* [REQUIRED WORK]
Reproduce the items below, substituting "overcast sky" for every occurrence of "gray sky" and leaving everything else unchanged.

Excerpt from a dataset

━━━━━━━━

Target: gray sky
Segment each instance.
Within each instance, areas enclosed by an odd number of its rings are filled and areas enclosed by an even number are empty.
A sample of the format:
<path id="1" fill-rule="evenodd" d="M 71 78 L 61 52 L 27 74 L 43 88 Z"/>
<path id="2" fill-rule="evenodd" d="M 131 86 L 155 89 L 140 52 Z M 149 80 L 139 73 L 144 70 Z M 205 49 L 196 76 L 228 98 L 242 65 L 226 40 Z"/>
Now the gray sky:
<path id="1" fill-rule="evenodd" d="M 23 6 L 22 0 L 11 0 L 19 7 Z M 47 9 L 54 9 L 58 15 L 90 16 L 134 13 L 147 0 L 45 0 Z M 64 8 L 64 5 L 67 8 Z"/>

━━━━━━━━

* [REPLY TO THE EXERCISE]
Target: overcast sky
Segment each instance.
Within each instance, areas enclosed by an odd number of its rings are filled and areas enclosed by an even number are empty.
A sample of the format:
<path id="1" fill-rule="evenodd" d="M 71 78 L 61 52 L 27 74 L 43 88 Z"/>
<path id="2" fill-rule="evenodd" d="M 131 86 L 155 89 L 140 52 Z M 149 80 L 139 73 L 144 70 Z M 205 49 L 196 76 L 228 98 L 242 65 L 226 40 Z"/>
Now the overcast sky:
<path id="1" fill-rule="evenodd" d="M 23 6 L 22 0 L 11 0 L 19 7 Z M 47 9 L 54 9 L 58 15 L 90 16 L 134 13 L 147 0 L 45 0 Z M 64 8 L 64 5 L 67 8 Z"/>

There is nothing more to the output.